## [DATA RECORDS]
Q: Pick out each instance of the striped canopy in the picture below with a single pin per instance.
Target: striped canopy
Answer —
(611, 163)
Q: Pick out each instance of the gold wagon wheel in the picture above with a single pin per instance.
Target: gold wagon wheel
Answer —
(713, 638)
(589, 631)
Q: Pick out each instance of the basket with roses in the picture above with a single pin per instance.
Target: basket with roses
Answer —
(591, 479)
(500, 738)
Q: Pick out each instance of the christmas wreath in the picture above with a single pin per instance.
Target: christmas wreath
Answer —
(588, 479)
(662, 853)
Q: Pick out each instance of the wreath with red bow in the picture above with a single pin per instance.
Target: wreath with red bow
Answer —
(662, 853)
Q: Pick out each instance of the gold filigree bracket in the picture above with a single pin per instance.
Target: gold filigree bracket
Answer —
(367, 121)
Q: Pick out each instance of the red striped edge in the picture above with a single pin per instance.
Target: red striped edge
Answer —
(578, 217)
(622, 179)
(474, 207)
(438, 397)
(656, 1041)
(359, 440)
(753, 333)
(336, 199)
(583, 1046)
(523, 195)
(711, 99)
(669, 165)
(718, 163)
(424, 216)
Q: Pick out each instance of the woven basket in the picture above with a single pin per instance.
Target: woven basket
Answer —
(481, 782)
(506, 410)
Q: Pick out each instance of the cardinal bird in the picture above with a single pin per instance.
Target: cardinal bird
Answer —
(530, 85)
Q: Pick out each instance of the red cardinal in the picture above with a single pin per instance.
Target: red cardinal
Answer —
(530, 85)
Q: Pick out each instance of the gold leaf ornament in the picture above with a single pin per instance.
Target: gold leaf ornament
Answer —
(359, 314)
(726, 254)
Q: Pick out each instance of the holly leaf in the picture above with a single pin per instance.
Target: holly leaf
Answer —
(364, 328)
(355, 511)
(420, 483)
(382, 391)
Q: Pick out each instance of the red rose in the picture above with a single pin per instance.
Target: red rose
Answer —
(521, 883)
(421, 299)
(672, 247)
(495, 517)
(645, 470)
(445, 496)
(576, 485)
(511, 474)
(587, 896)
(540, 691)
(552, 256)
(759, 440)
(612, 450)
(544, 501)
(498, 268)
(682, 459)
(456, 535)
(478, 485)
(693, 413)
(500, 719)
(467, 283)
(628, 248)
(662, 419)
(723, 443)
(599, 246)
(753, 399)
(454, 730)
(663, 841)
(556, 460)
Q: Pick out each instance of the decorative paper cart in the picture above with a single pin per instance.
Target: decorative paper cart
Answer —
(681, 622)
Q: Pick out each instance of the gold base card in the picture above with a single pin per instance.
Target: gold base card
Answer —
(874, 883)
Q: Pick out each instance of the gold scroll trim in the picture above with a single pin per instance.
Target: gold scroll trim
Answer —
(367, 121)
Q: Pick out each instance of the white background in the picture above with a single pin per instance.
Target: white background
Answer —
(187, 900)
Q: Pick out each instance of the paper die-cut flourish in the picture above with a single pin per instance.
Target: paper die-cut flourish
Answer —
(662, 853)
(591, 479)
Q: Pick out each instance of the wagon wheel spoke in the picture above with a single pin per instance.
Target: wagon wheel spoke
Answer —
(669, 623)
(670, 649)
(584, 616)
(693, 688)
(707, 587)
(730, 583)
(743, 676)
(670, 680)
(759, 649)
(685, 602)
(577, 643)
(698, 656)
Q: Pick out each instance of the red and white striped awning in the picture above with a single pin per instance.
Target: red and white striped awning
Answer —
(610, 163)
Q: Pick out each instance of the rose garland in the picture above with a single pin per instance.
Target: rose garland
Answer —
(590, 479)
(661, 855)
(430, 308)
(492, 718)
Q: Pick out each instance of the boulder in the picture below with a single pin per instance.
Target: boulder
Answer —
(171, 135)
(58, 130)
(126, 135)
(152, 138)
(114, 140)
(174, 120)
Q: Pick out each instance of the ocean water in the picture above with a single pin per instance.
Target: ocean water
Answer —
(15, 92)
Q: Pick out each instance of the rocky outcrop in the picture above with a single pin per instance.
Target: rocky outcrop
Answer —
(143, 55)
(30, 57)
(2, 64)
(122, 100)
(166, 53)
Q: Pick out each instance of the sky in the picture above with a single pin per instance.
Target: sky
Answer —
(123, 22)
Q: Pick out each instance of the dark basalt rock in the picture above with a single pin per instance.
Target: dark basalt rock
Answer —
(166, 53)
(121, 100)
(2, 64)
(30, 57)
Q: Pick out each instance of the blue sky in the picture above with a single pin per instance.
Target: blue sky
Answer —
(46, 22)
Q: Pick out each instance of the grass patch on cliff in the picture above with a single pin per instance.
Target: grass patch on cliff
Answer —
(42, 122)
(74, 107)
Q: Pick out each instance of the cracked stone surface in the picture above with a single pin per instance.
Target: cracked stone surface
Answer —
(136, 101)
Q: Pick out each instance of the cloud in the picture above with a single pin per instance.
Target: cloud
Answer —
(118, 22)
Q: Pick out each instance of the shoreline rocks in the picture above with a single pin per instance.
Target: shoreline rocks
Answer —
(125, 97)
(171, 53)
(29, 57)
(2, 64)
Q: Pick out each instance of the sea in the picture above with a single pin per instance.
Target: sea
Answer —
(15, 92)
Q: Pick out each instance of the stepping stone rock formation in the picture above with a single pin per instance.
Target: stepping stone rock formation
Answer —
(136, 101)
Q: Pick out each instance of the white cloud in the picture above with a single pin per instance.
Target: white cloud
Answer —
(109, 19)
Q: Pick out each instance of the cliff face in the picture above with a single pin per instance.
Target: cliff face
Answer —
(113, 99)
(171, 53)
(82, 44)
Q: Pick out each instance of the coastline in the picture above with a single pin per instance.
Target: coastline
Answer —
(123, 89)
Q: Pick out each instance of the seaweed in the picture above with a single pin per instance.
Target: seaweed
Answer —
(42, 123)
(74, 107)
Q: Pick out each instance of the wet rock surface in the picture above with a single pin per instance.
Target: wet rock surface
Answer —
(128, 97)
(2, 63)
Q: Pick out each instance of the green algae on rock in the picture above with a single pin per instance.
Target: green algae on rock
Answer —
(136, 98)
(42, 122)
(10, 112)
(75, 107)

## [PROBLEM]
Exact duplication of all the data above is expected.

## [EXPECTED ANSWER]
Q: Pick out each instance of the striped canopy in the picture below with a single pin per instance.
Target: striped canopy
Answer —
(611, 163)
Q: Pick out each instance of the gold wagon wheel in the picture above with a single pin per instance.
Target: gold wagon wheel
Answer —
(713, 638)
(589, 631)
Q: Pick out each instance of the basket with roses in the picture above with a single pin per instance.
Target: basket with roses
Answer —
(591, 479)
(500, 738)
Q: Pick out each instance of the christmas wreath in the picture above with a single pin per instance.
Target: christmas wreath
Answer —
(588, 479)
(662, 853)
Q: Pick out each instance of the wreath with red bow in the picture above with a single pin per instance.
Target: wreath with red bow
Answer —
(662, 853)
Q: Pick out each instance of the gold filigree bracket in the picture above with a single pin per instance.
Target: gold filigree bracket
Answer —
(367, 121)
Q: Pick out each instance of the red striped edge in the picture above with a single pin per instance.
Target: red striped edge
Answer —
(578, 217)
(622, 179)
(474, 207)
(438, 397)
(656, 1041)
(359, 440)
(753, 333)
(336, 199)
(583, 1046)
(523, 195)
(711, 99)
(669, 165)
(718, 163)
(424, 216)
Q: Pick out each instance of the woven basket in the picture above with a single pin per instance.
Target: woven basket
Answer —
(481, 782)
(506, 410)
Q: Pick out each instance of the cardinal bird in the picture above with a single pin per instance.
Target: cardinal bird
Answer —
(530, 85)
Q: Pick out each instance of the red cardinal in the picture above with a single pin per instance.
Target: red cardinal
Answer —
(530, 85)
Q: Pick out each instance of the gold leaf ornament in the picture above with a single pin per instance.
Target: gold leaf ornament
Answer —
(359, 314)
(726, 254)
Q: Pick out each instance of the holly leaf in the picture above with a single pin per instance.
Target: holly leaf
Answer —
(364, 328)
(355, 511)
(420, 483)
(382, 391)
Q: Pick out each instance of the red rose in the picture above with a single pin per instance.
Target: red rose
Answer —
(521, 883)
(421, 299)
(672, 247)
(495, 517)
(645, 470)
(445, 496)
(576, 485)
(511, 474)
(587, 896)
(540, 691)
(552, 256)
(759, 440)
(612, 450)
(544, 501)
(498, 268)
(682, 459)
(456, 535)
(478, 485)
(693, 413)
(500, 719)
(467, 283)
(628, 248)
(662, 419)
(723, 443)
(599, 246)
(753, 399)
(454, 730)
(663, 841)
(556, 460)
Q: Pick out each instance of the decorative paper cart in the picture above with a single pin per instance.
Target: decorative paper cart
Answer —
(681, 622)
Q: Pick out each instance of the gold base card in the picture above with a single pin per instance.
Target: gold base card
Answer —
(874, 883)
Q: Pick out each instance of the gold scroll trim in the picture above with a single pin per instance.
Target: gold scroll trim
Answer —
(367, 121)
Q: Pick out each instance of the white background in the picture above with a single pin per instance.
Target: white background
Answer —
(187, 900)
Q: Pick out each instance of the paper die-cut flourish in the picture above with a single pin per instance.
Target: paper die-cut flourish
Answer —
(662, 853)
(591, 479)
Q: Pick out each instance of the wagon wheel spoke in the picture above with a single pin per instance.
Target: wagon wheel spoke
Answer —
(669, 623)
(670, 649)
(584, 616)
(693, 688)
(707, 587)
(730, 583)
(743, 676)
(670, 680)
(759, 649)
(685, 602)
(577, 643)
(698, 656)
Q: Pick out each instance of the red and white striped awning in the picture above with a single pin per instance.
Target: red and white striped awning
Answer —
(610, 163)
Q: Pick out each instance of the rose garland in the picture above with a single pin per instance.
Target: rose garland
Answer —
(590, 479)
(661, 855)
(430, 308)
(492, 718)
Q: Pick out each instance of the boulder in the picture below with a single pin per instance.
Target: boulder
Answer —
(171, 135)
(58, 130)
(126, 135)
(152, 138)
(114, 140)
(174, 120)
Q: Pick out each instance of the ocean water in the picture above with a single pin per instance.
Target: ocean water
Answer —
(15, 92)
Q: Pick out each instance of the rocky outcrop in the picture above with a single pin per instance.
Target: rocky outcrop
Answer —
(143, 55)
(30, 57)
(2, 64)
(122, 100)
(166, 53)
Q: Pick out each instance of the sky in the picture above with a single pin per instance.
Target: sky
Answer —
(123, 22)
Q: Pick out each instance of the dark basalt rock in the picture above with a single pin per instance.
Target: dark basalt rock
Answer —
(166, 53)
(121, 100)
(2, 64)
(30, 57)
Q: Pick out each instance of the blue sky in the picture above with a single pin per instance.
Target: blue sky
Answer —
(46, 22)
Q: Pick out each instance of the grass patch on cliff in the picture above with a single pin per instance.
Target: grass patch on cliff
Answer —
(42, 122)
(74, 107)
Q: Pick out each instance of the cracked stone surface in the picture above with a single pin per instance.
Target: cracked stone surface
Answer —
(136, 101)
Q: Pick out each instance of the cloud in the picture above with a single pin per instance.
Target: cloud
Answer —
(118, 22)
Q: Pick out each instance of the shoreline rocks in the picture above with a single pin per instance.
Target: shoreline rocks
Answer —
(125, 97)
(171, 53)
(29, 57)
(2, 64)
Q: Pick out each instance of the sea in the picture above with a single pin per instance.
Target: sea
Answer —
(15, 92)
Q: Pick out each instance of the stepping stone rock formation in the picture above with a single pin per instance.
Target: stepping stone rock formation
Answer —
(136, 101)
Q: Pick out each instance of the white cloud in the picture above with a single pin per instance.
Target: white cloud
Answer —
(109, 19)
Q: Pick out each instance of the cliff face in the picture above with a single pin per instance.
Target: cliff face
Answer —
(113, 99)
(171, 53)
(82, 44)
Q: Pick out each instance of the coastline in the picture above with a single pin per instance.
Target: coastline
Answer —
(123, 89)
Q: Pick out each instance of the seaweed in the picture above with a single pin per instance.
Target: seaweed
Answer —
(42, 123)
(74, 107)
Q: Pick out each instance of the wet rock surface in the picture above with a single pin per instance.
Target: wet rock surface
Answer —
(128, 97)
(2, 63)
Q: Pick out each instance of the green algae on rock in the picture above with a single pin per instance.
Target: green algae on rock
Answer —
(136, 98)
(42, 122)
(10, 112)
(75, 107)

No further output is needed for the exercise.